▸ EXERCISE OBJECTIVE: Take the line with "Note to the class: point to the kitten's head" and every line after it in the entries below, and set them down exactly, without any pictures.

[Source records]
════

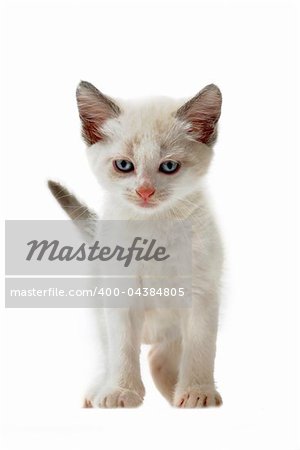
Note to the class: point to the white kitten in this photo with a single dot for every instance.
(150, 158)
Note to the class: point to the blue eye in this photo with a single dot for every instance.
(169, 167)
(123, 165)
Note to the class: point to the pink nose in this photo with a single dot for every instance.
(145, 192)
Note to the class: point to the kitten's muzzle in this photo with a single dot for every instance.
(145, 192)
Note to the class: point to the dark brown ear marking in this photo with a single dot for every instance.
(202, 112)
(94, 109)
(70, 204)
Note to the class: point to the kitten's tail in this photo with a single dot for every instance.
(76, 210)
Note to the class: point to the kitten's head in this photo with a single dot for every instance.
(150, 154)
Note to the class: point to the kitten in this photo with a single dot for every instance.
(150, 157)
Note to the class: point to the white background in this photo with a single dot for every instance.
(143, 49)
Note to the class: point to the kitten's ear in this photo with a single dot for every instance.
(94, 109)
(202, 112)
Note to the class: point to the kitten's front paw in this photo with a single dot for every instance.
(118, 398)
(199, 396)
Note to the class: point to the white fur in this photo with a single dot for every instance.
(183, 340)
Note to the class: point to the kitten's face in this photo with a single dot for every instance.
(149, 155)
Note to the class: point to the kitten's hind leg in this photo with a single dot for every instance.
(164, 361)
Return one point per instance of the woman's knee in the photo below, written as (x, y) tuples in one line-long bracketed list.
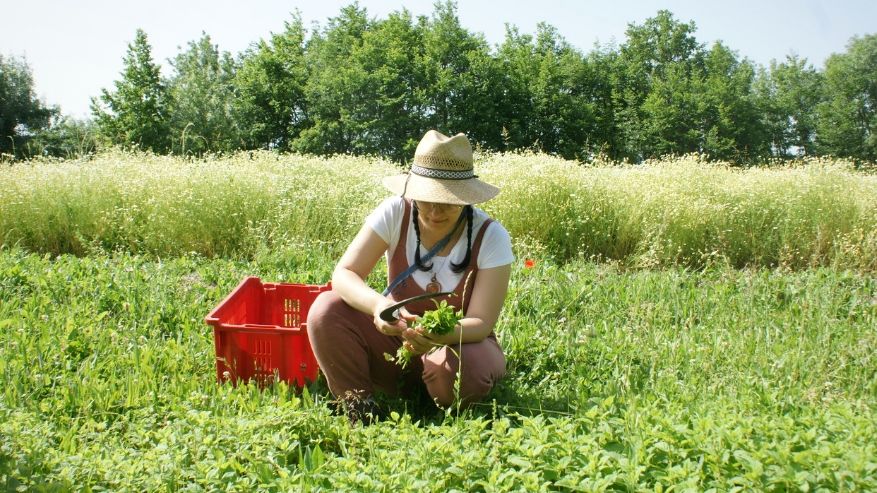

════

▸ RESULT OF THIS EXERCISE:
Note to the class: point to the kitten's head in this photo with a single dot for every instance.
(150, 154)
Note to the class: point to the kitten in this photo with a single dot for every instance.
(150, 157)
Note to the class: point to the white background in this photo with a single dot for every instance.
(143, 49)
Note to the class: point to the kitten's ear in this photo with a single dot for every instance.
(94, 109)
(202, 112)
Note to the class: point to the kitten's front paw in this photo with a single dot for every instance.
(118, 398)
(199, 396)
Note to the class: point to the white fur in this photo with a single dot for every instance.
(183, 340)
Note to the class: point to the kitten's face in this photo with a single dot for every instance.
(149, 155)
Note to the class: point to the kitten's hind leg in this photo with a single dot for every instance.
(164, 361)
Return one point per instance of the woman's knee in the photo below, written as (x, y) tuples in one line-long bracketed list.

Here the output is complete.